## WRITTEN EXERCISE
Report how many lines in the following entries contain the string "below", matching case exactly. Give only the number.

## STORED ROWS
_ _ _ _ _ _ _

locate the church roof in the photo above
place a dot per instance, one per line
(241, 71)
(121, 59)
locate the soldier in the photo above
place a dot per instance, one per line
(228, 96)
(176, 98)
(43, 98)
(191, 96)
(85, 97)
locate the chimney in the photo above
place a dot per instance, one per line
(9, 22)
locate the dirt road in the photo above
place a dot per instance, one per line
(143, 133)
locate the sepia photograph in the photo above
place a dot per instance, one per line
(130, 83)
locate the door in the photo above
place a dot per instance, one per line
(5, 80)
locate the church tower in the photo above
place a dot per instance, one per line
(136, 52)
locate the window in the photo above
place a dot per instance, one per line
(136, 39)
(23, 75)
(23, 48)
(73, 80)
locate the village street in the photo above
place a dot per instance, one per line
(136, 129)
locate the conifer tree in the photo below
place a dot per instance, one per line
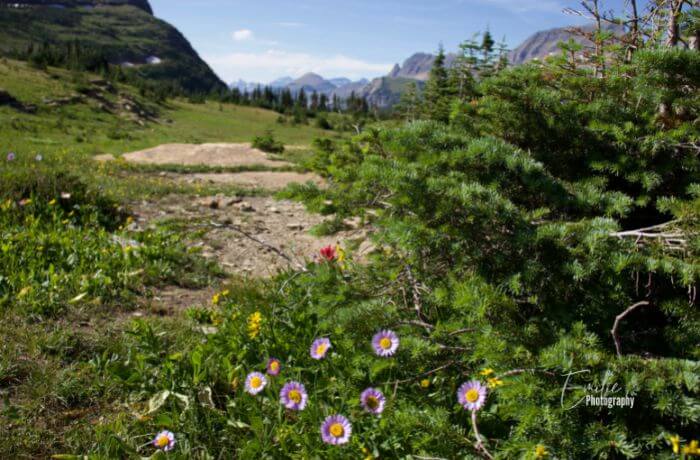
(438, 91)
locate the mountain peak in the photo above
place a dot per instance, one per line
(395, 71)
(310, 79)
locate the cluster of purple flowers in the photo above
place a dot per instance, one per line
(336, 429)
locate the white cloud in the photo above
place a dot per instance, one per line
(271, 64)
(291, 24)
(242, 35)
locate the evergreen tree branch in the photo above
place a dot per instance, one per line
(620, 317)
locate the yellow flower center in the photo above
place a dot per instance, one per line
(337, 430)
(472, 395)
(372, 402)
(162, 441)
(295, 395)
(540, 451)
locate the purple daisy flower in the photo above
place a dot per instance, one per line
(336, 429)
(293, 396)
(472, 395)
(165, 441)
(385, 343)
(255, 383)
(274, 366)
(320, 347)
(373, 401)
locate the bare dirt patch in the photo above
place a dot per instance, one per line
(269, 180)
(240, 232)
(205, 154)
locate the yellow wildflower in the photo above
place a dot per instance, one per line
(676, 443)
(541, 451)
(254, 321)
(341, 253)
(692, 449)
(220, 295)
(495, 382)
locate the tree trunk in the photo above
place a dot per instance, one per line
(636, 39)
(694, 43)
(673, 32)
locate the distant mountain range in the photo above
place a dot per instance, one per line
(386, 91)
(546, 43)
(310, 83)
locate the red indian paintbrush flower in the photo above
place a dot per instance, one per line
(329, 253)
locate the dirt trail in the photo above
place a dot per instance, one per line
(205, 154)
(246, 235)
(240, 231)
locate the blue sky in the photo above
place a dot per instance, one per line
(266, 39)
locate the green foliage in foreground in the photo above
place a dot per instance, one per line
(501, 256)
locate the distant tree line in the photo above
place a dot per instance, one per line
(75, 56)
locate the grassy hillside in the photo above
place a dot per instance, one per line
(72, 273)
(76, 113)
(121, 32)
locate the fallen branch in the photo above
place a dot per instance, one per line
(277, 251)
(424, 374)
(620, 317)
(479, 446)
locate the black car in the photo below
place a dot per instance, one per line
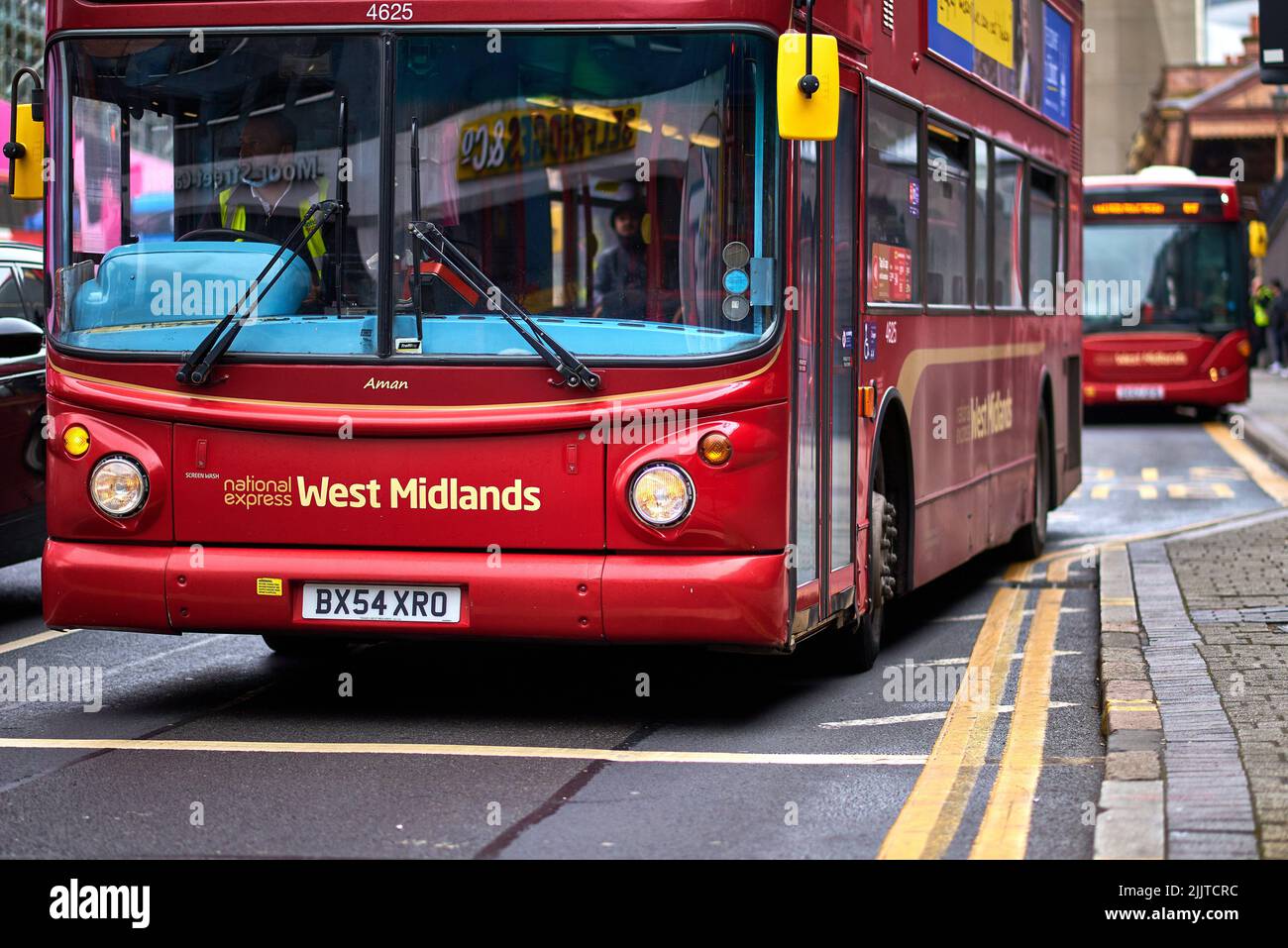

_ _ _ _ _ _ _

## RESULT OF THE EXERCISE
2